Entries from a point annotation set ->
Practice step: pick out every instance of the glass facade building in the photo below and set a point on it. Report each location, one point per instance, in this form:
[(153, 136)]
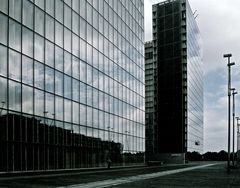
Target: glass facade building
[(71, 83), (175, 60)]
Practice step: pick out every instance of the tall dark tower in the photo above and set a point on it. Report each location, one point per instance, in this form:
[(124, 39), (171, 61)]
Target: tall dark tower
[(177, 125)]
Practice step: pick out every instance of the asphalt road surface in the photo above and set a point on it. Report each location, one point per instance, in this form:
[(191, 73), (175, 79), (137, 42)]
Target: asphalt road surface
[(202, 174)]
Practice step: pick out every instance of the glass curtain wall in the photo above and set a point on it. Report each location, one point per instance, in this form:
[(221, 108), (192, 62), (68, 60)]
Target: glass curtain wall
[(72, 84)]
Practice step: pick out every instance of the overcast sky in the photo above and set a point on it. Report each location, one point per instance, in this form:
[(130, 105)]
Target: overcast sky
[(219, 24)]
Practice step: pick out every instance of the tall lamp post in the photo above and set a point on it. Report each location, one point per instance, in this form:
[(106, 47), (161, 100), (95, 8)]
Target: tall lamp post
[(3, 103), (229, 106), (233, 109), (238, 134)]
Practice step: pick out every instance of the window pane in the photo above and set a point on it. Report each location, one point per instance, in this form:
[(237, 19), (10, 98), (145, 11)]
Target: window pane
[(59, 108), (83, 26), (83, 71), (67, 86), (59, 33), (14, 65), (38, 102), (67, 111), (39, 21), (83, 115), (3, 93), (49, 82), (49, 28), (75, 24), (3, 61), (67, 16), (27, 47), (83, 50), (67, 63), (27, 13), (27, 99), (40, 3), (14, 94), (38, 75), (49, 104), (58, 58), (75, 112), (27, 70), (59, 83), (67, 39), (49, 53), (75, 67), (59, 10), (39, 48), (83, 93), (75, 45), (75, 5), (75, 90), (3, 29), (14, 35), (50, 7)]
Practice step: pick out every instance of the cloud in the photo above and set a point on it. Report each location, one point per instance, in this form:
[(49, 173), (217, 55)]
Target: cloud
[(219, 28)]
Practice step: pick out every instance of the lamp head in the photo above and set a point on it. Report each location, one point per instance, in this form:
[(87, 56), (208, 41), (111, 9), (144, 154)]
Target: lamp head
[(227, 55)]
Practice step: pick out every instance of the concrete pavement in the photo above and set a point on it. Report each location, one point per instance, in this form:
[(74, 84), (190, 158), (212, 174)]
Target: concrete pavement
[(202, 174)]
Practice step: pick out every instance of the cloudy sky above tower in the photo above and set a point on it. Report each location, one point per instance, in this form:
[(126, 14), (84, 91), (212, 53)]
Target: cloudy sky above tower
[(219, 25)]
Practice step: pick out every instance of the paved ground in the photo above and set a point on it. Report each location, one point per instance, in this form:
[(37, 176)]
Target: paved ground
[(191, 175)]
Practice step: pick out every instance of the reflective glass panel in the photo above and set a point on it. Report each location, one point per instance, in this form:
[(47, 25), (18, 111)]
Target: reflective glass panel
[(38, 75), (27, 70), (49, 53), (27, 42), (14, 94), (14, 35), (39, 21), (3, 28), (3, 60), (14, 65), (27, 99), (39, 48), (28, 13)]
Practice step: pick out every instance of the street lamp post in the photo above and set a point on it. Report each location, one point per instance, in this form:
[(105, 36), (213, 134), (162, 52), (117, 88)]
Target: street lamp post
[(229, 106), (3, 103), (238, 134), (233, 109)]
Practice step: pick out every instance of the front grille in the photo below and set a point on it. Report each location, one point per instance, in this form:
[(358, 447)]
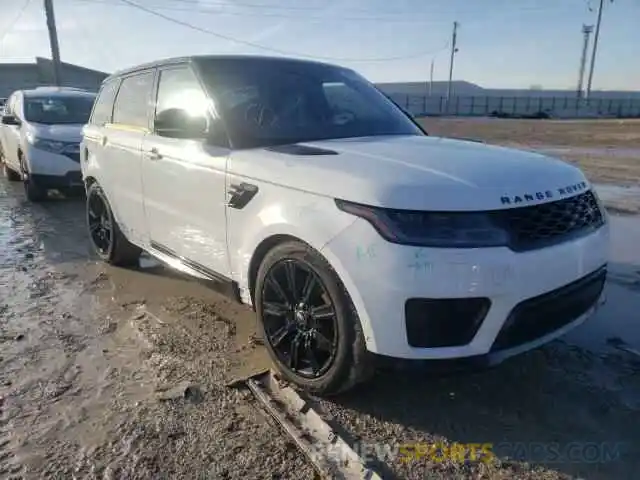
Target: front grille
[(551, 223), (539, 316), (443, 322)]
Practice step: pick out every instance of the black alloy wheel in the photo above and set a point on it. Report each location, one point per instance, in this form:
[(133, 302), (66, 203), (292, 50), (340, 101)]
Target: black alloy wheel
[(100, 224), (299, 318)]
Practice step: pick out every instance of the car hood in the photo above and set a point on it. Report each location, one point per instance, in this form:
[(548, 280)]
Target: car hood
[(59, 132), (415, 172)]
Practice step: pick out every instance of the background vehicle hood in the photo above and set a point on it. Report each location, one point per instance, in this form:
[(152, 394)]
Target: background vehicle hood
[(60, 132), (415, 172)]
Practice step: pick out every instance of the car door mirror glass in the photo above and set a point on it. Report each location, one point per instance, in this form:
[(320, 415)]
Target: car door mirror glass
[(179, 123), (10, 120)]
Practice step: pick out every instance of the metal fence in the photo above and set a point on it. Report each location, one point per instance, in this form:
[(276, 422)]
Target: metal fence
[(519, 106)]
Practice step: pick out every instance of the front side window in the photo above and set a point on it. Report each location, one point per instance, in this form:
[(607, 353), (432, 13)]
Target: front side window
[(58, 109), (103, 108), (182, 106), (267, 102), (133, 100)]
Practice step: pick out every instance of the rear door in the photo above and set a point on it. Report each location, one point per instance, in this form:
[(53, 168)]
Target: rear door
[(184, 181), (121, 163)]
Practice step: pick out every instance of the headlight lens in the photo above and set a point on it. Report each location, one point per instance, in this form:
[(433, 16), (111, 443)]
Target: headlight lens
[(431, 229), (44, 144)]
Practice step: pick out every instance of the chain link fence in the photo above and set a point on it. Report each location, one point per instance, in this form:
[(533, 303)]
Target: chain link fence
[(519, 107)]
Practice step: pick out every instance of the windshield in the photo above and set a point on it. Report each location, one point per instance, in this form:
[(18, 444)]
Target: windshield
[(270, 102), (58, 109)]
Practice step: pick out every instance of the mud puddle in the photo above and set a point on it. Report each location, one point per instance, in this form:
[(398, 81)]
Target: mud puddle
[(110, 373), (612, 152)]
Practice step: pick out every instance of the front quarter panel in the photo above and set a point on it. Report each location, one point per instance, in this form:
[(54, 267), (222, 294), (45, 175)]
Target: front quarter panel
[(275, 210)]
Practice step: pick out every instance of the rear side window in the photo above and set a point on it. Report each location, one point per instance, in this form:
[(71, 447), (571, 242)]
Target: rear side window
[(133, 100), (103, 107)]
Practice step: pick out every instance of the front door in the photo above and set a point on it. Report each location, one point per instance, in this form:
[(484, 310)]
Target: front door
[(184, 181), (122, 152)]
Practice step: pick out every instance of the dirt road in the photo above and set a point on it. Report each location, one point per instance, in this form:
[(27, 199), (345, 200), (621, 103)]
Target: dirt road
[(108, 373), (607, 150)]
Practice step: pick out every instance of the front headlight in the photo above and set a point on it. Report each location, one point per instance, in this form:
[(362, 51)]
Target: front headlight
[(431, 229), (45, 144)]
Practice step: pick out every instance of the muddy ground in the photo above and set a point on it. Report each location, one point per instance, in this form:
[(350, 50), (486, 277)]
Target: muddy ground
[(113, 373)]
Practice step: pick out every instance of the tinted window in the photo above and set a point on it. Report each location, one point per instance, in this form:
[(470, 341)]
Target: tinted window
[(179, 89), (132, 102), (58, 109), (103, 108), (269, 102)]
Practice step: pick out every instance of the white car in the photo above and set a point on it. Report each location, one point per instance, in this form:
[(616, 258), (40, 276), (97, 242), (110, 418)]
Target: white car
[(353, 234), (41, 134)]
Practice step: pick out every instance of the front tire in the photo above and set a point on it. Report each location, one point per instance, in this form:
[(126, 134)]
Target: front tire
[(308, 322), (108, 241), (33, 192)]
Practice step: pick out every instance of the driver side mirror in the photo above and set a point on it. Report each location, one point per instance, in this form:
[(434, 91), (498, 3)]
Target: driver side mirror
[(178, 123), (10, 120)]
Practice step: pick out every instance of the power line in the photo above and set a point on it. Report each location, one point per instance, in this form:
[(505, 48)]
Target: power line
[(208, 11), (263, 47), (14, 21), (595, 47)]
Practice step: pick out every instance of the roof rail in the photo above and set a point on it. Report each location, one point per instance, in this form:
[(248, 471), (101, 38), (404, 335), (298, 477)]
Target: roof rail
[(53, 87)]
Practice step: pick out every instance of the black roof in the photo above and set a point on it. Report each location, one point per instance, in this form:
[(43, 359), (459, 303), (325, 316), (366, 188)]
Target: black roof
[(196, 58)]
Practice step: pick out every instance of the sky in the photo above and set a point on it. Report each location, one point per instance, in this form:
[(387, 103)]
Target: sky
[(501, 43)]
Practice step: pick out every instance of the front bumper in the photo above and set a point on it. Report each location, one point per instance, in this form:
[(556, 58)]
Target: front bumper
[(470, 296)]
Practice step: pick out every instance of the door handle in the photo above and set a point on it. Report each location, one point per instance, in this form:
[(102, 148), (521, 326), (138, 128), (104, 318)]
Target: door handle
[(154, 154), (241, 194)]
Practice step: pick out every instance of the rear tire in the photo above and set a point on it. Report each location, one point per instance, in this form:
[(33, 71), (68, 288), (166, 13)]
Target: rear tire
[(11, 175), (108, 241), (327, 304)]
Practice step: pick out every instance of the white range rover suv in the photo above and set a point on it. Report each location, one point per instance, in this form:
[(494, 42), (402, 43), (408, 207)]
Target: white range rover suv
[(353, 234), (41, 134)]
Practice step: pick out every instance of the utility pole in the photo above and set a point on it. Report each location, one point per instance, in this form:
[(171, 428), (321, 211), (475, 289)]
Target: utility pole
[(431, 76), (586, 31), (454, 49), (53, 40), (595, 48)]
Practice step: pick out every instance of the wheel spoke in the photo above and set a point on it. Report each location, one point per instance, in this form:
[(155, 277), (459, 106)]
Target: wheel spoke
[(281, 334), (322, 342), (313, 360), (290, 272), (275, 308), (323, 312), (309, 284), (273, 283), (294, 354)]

Task prompt ->
Copy the stretch of lines from the one containing "Practice step: pick out every instance of the sky" through the one containing "[(501, 43)]", character for character.

Exercise answer ->
Practice step: pick out every instance of the sky in the photo above and set a point on it. Report each location, one point per instance, in this form:
[(387, 103)]
Target: sky
[(501, 43)]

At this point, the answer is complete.